How to complete this task: Transcribe every entry word for word. Skip the pictures.

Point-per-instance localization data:
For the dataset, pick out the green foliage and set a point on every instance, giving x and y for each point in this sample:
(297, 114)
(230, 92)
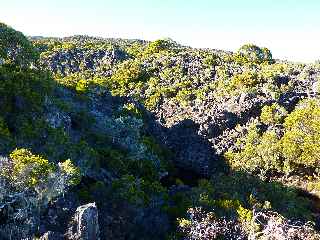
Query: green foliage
(29, 169)
(129, 77)
(132, 109)
(137, 191)
(301, 140)
(273, 114)
(15, 47)
(71, 172)
(259, 153)
(297, 150)
(158, 46)
(254, 54)
(29, 85)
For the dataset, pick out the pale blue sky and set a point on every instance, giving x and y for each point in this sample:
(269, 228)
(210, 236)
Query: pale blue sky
(290, 28)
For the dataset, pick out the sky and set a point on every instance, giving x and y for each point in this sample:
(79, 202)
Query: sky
(289, 28)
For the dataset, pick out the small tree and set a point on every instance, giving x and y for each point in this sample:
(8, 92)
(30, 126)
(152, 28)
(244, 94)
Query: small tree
(255, 54)
(15, 47)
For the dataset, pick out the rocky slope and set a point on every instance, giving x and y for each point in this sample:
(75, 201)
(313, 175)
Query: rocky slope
(129, 139)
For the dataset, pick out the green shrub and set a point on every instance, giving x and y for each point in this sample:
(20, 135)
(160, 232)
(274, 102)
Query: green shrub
(29, 169)
(15, 47)
(258, 153)
(252, 53)
(273, 114)
(301, 140)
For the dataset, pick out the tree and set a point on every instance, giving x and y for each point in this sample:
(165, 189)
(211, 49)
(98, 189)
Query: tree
(15, 47)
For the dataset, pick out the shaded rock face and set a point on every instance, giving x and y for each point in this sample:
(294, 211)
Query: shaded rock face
(85, 224)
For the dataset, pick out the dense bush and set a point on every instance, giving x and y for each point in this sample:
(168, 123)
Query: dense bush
(252, 53)
(15, 47)
(273, 114)
(296, 150)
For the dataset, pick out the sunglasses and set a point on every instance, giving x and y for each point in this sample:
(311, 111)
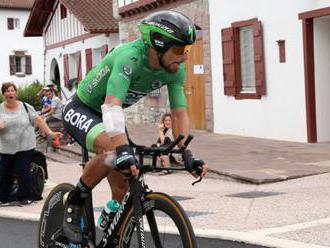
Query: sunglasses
(181, 50)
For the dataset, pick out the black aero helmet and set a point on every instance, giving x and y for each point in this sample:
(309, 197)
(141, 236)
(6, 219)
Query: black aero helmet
(164, 29)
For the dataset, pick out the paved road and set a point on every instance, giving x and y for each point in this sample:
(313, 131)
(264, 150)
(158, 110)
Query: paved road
(18, 234)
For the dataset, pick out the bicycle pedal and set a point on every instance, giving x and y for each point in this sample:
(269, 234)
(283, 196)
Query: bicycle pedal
(65, 198)
(59, 239)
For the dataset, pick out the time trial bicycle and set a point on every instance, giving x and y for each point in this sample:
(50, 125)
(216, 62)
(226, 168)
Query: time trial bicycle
(145, 218)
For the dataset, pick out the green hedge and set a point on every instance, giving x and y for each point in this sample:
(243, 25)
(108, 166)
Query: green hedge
(29, 94)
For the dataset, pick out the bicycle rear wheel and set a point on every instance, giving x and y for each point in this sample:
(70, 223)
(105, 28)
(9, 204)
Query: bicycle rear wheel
(165, 224)
(51, 218)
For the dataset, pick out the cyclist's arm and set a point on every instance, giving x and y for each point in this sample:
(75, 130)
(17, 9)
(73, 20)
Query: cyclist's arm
(180, 122)
(178, 104)
(119, 139)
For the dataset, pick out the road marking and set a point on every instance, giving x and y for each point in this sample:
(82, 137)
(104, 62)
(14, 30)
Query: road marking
(253, 239)
(294, 227)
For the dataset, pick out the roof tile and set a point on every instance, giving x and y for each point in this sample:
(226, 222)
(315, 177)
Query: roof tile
(16, 4)
(95, 15)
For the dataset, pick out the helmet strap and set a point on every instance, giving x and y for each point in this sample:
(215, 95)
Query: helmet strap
(160, 58)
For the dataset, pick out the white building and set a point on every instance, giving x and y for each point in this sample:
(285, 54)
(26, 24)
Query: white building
(21, 58)
(76, 34)
(270, 68)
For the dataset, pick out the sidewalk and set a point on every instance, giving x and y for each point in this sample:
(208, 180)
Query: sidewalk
(251, 159)
(287, 214)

Solution below:
For the dataset, pick out the green foliage and set a point on every instance, giving x and y for each point in this sample:
(297, 114)
(230, 92)
Query: green foliage
(29, 169)
(129, 77)
(132, 109)
(137, 191)
(301, 140)
(273, 114)
(15, 47)
(71, 172)
(259, 153)
(297, 150)
(158, 46)
(254, 54)
(29, 85)
For the dataset, pick out the pale blue sky and set a point on every instance, giving x and y for each point in this sample:
(269, 228)
(210, 236)
Query: pale blue sky
(290, 28)
For the dataset, pick out the sky and set a point on every instance, giving x and y for each point in this sample:
(79, 202)
Query: sky
(289, 28)
For the dataset, pick out the small tree and set a point on every instance, giving x and y for each point in this sample:
(8, 92)
(30, 126)
(152, 28)
(244, 94)
Query: small tree
(255, 54)
(15, 47)
For the dataset, pick out the rocky slope and set a point on every instance, giving x and y for each point in this sample:
(75, 201)
(313, 175)
Query: rocky slope
(129, 139)
For the dataset, pick out the green shrub and set a point on every instance, giving x and y for each point in this sample:
(20, 135)
(160, 232)
(274, 102)
Query: green shrub
(29, 169)
(15, 47)
(258, 153)
(252, 53)
(273, 114)
(301, 140)
For the dataset, pick out the tree and set a point on every instance, giving x and y for each point in this sample:
(165, 189)
(211, 49)
(98, 189)
Query: tree
(15, 47)
For the dataset, pick out the shaded rock face and set a point on every instance, giving x and y for each point in this sample:
(294, 211)
Query: shaded rock face
(85, 224)
For the dataset, pick out the dense bush and set a point on every instance, giving x and y for each point in this sample:
(168, 123)
Query: dense bush
(252, 53)
(15, 47)
(273, 114)
(296, 150)
For the dataset, pick out the sunglasses and set a point on every instance, giving x and y for each point in this sample:
(311, 111)
Query: sunglasses
(181, 50)
For the dataset, pick out the black aero helmet and set a point on every instance, giving x and y for each point in this sample:
(309, 197)
(141, 236)
(6, 219)
Query: black aero helmet
(164, 29)
For the dataset, pick out the paved road and set a point on every instance, giving x and y for each point in this sample:
(313, 131)
(264, 150)
(158, 110)
Query: paved road
(18, 234)
For the dataset, pick out the bicycle pedal and set a point on every instance, giving x and y for each point in this sample:
(269, 234)
(283, 196)
Query: bicycle pedal
(65, 198)
(59, 239)
For the dataset, pick out the time trial bicycle and set a point on every instance, giving x and y for each point in this sample:
(50, 125)
(216, 62)
(226, 168)
Query: time trial bicycle
(145, 218)
For the dataset, pick out the green hedge and set a point on every instance, giving x and y for each point in this sample:
(243, 25)
(108, 166)
Query: green hedge
(29, 94)
For the dataset, pick out the bicycle rear wheel and set a point on every instance, giving x and y for each point in this sample:
(70, 223)
(105, 28)
(9, 204)
Query: bicycle rear wheel
(165, 224)
(51, 218)
For the dataset, pick out the cyclist's arm and set a point on every instance, giving x and y for each point in this sample:
(75, 130)
(17, 9)
(73, 20)
Query: cyclist's arm
(180, 122)
(178, 104)
(119, 139)
For the dataset, pick out the road marking and set a point on every instance, giving x and y for each point in this sample:
(82, 137)
(104, 62)
(14, 30)
Query: road marking
(253, 239)
(294, 227)
For the dataset, pick out the roof tile and set a point on every instance, giving x and y for each point in this sample:
(226, 222)
(315, 177)
Query: roof tile
(16, 4)
(95, 15)
For the dataset, pick out the helmet strap and set a point on every instance, giving x and y for each point in this sample:
(215, 95)
Query: helmet strap
(160, 58)
For the dataset, pick out the white building and set a point on every instance, giving x and y for each point in this sample:
(285, 54)
(26, 24)
Query: white building
(21, 58)
(76, 34)
(270, 68)
For the dataset, pick out the sidewalk and set a point on every instance, giving x and y for each point in this sample:
(208, 180)
Query: sidewalk
(251, 159)
(287, 214)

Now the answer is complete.